### SHORT EXERCISE
Pick up the write-up below on scraping LADOT traffic count data from PDFs right after its last sentence, and carry it forward in the same voice.

### EXTRACTED TEXT

● ● ● ● ● ● ●

# Scraping LADOT Volume Data from PDFs, Part 2

##### Where I Left Off
In the first python notebook, I described the problem and general approach I was taking to solve it. I downloaded all the manual count PDF documents and setup the file tables for later.

## PDF Text Extraction Process
As I discussed in the first python notebook, my process for extracting the text into usable data can be broken down into the few key parts: (1) define bounding boxes, (2) search for text within the bounding boxes (3) reformat the resulting text into multiple data tables, and (4) join the resulting tables to the ID established by the Bureau of Engineering. 

##### Define Bounding Boxes
This was tricky. I initially began defining bounding boxes using pixel measurements from a few sample pages. However, I quickly realized that due to the second of the challenges I mentioned above that this would not work, since the tables are in different locations among the PDF documents. 

Instead, I decided to create bounding boxes on the fly for each document using relative positioning of certain keywords that appeared almost always on each PDF document. Using pdfquery, I could begin by searching the document for these keywords and then extract the x,y pixel coordinate locations for the bounding box of each one. By getting the coordinates of multiple keyword objects on the page, I could construct a set of bounding boxes that seemed to perform relatively well in capturing data tables.

● ● ● ● ● ● ●

### RECORDED INFORMATION
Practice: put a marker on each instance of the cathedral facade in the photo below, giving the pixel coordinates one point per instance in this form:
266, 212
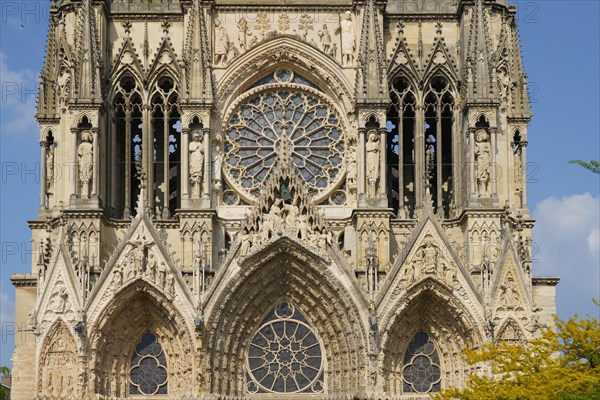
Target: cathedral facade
277, 199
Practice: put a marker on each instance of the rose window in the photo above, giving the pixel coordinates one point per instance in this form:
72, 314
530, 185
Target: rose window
285, 121
421, 372
285, 355
148, 374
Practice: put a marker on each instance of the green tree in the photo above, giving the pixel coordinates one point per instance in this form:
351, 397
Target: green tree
593, 165
562, 364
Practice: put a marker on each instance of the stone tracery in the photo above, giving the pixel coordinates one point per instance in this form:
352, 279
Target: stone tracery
282, 121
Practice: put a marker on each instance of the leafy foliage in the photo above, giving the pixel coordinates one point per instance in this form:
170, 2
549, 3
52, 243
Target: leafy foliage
593, 165
561, 364
3, 392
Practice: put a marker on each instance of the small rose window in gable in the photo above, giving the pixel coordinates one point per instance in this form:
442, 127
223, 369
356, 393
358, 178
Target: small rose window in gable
148, 374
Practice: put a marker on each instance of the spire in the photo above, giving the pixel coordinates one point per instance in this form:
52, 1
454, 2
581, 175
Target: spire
197, 72
88, 87
478, 58
371, 76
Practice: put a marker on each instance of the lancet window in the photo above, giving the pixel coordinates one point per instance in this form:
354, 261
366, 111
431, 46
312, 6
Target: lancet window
127, 105
148, 374
283, 120
421, 372
285, 354
147, 141
166, 146
420, 145
401, 147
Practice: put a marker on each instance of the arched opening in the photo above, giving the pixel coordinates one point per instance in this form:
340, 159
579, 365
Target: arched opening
438, 135
423, 347
58, 363
401, 119
148, 373
285, 354
248, 306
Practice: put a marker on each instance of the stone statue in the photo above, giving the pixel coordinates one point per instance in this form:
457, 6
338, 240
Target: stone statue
325, 37
351, 167
482, 162
49, 166
243, 33
221, 43
509, 297
346, 30
218, 161
196, 149
85, 153
373, 161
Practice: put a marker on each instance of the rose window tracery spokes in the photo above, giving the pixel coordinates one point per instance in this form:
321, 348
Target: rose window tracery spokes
285, 355
283, 123
148, 374
421, 372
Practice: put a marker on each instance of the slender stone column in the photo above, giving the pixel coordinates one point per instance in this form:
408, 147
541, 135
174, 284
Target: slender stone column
494, 165
166, 164
524, 173
75, 172
439, 150
419, 156
383, 167
401, 164
185, 163
96, 150
472, 188
148, 154
361, 162
43, 201
208, 171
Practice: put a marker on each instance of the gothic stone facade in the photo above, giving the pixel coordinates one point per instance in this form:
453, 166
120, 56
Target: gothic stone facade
266, 199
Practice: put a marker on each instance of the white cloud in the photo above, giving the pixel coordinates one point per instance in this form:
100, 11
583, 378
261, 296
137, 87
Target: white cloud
7, 309
567, 239
18, 93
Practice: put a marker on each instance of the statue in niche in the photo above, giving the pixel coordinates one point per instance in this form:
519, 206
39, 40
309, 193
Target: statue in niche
518, 156
222, 43
196, 149
325, 37
509, 296
243, 33
373, 161
85, 154
351, 166
49, 166
482, 162
503, 83
480, 70
428, 256
346, 31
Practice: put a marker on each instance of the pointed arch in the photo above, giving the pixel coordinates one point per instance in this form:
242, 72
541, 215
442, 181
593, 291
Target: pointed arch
510, 331
137, 309
431, 308
286, 270
57, 375
293, 53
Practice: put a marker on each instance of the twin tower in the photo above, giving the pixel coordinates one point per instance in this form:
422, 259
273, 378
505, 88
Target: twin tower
267, 199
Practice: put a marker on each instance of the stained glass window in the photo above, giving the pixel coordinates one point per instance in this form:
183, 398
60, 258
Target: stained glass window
283, 120
422, 372
148, 374
285, 354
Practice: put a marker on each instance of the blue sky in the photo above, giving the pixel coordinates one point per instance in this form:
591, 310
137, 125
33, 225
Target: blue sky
560, 42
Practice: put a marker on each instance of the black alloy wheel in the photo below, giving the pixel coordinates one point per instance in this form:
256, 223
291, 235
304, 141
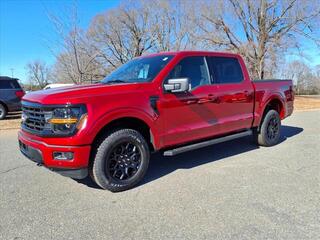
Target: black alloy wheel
124, 161
269, 132
121, 160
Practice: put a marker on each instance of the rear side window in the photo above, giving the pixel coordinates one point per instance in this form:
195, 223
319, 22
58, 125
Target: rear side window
9, 84
193, 68
225, 70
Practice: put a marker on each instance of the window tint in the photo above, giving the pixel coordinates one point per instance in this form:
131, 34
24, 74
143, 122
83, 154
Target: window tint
143, 69
9, 84
225, 70
193, 68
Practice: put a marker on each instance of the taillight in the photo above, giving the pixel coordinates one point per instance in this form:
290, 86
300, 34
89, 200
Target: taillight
20, 93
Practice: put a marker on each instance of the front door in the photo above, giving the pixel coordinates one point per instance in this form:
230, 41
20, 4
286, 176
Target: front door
188, 116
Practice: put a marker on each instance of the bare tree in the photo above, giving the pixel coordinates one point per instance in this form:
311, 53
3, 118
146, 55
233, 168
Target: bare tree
172, 25
262, 31
121, 34
39, 73
77, 62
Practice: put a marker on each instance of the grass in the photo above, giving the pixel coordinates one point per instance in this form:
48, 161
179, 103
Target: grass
302, 103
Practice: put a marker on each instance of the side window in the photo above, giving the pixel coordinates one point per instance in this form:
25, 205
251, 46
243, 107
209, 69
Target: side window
6, 84
225, 70
193, 68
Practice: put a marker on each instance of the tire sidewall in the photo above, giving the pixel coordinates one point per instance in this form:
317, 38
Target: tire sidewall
4, 111
102, 177
264, 128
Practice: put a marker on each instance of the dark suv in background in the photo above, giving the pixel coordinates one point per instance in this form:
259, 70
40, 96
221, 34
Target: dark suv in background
10, 95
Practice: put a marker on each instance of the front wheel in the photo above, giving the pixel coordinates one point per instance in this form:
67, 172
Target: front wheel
121, 160
3, 111
269, 134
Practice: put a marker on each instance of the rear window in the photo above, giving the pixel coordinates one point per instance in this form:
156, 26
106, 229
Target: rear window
225, 70
9, 84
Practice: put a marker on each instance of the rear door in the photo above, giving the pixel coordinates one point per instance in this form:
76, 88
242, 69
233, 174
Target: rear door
233, 94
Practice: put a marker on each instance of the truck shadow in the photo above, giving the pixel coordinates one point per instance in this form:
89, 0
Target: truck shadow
161, 166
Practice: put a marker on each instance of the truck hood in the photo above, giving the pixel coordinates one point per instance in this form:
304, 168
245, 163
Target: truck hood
78, 93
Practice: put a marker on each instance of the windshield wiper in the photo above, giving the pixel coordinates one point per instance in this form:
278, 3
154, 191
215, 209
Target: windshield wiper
115, 81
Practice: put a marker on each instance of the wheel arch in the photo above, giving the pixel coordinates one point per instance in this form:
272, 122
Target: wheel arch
276, 103
5, 106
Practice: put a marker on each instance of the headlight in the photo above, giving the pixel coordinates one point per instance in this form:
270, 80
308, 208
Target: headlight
66, 120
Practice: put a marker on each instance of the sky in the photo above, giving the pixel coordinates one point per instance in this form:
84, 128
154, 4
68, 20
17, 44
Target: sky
25, 30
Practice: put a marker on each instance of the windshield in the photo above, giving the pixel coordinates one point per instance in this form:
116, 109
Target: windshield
143, 69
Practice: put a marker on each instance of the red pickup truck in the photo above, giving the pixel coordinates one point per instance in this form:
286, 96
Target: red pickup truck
171, 102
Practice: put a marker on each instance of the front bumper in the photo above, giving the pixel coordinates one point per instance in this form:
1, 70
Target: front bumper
42, 153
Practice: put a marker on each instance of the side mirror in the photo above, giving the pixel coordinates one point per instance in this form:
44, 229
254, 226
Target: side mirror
177, 85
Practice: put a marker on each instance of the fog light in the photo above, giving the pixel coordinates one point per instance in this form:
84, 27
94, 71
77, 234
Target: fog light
66, 156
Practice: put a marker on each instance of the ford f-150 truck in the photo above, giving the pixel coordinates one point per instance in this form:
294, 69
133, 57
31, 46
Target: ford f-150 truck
171, 102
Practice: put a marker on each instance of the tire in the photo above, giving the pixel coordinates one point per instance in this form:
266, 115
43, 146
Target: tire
121, 160
269, 134
3, 111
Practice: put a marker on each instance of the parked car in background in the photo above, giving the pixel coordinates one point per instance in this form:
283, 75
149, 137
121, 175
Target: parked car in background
55, 85
171, 102
10, 95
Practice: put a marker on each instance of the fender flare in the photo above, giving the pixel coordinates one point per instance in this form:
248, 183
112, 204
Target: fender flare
119, 113
272, 96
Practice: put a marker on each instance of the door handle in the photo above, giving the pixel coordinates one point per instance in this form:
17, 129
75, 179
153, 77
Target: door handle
209, 98
247, 94
203, 100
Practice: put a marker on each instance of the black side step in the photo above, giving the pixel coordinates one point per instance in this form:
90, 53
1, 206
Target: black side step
194, 146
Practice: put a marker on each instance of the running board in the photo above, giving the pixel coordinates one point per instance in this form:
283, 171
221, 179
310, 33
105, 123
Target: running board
206, 143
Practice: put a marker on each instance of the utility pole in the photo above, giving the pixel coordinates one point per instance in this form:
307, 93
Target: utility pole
12, 70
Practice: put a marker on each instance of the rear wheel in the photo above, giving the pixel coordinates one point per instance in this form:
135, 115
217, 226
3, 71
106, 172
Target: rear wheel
3, 111
121, 160
269, 134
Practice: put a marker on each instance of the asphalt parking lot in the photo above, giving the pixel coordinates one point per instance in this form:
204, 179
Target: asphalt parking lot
232, 190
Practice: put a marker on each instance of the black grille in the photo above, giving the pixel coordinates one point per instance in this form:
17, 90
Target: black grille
33, 119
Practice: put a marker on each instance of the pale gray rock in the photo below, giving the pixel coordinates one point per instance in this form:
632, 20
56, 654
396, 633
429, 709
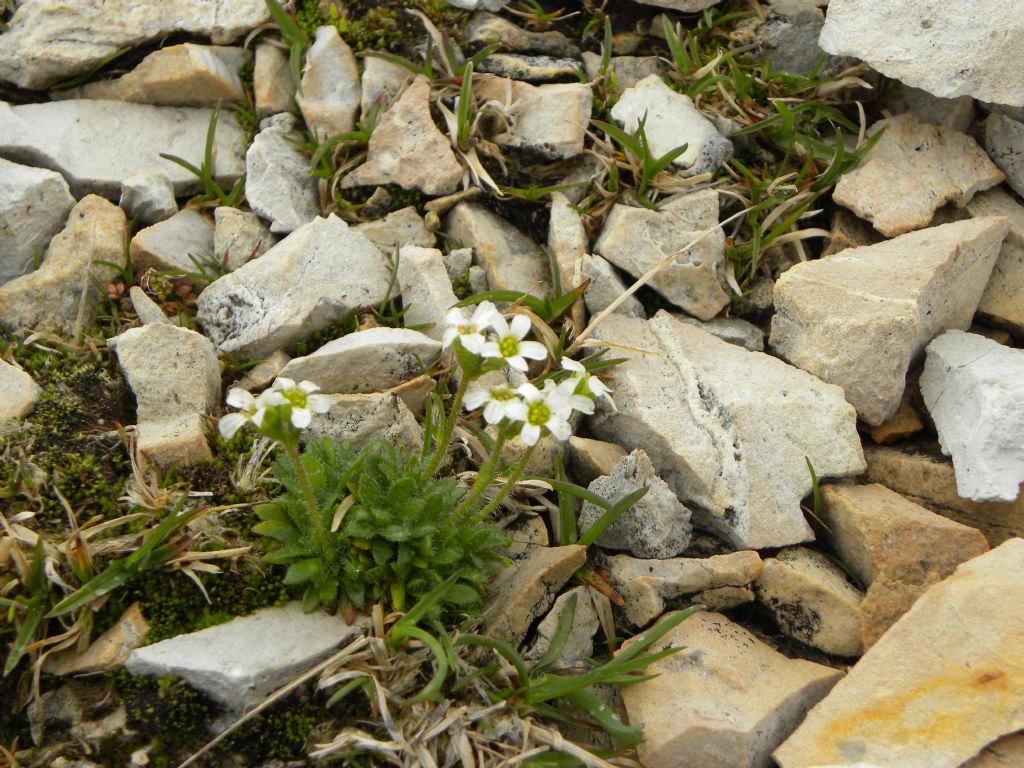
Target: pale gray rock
726, 699
314, 276
656, 526
366, 360
175, 377
672, 121
34, 206
426, 290
95, 144
859, 318
242, 662
147, 197
329, 96
47, 41
729, 430
974, 390
948, 49
408, 148
279, 186
511, 260
635, 240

● ● ● ● ● ● ●

### TASK RESULT
(create image of what this looked like)

##### Search for Text within Bounding Boxes
Once I had the coordinates of the bounding boxes, this part was quite easy, using PDFQuery to extract text

(do i need to adjust any of the parameters in rapidminer??)

##### Reformat the Resulting Text into Data Tables
The final problem included taking the scraped text from the bounding boxes and reformatting them into usable data tables. I kept in mind the relational database model as I set the format for these tables. From the PDF image above, I decided on the following tables and attributes:

*tbl_manualcount_info:* This table contains the basic information about the manual count summary. Each count will have one tuple with the following information:
* street_ns: The North / South Street running through the intersection
* street_ew: The East / West street running through the intersection
* dayofweek: Day of the Week
* date: Date, in datetime format
* weather: Prevailing weather at the time of the count (Clear, Sunny, etc.)
* hours: the hours of the count (text)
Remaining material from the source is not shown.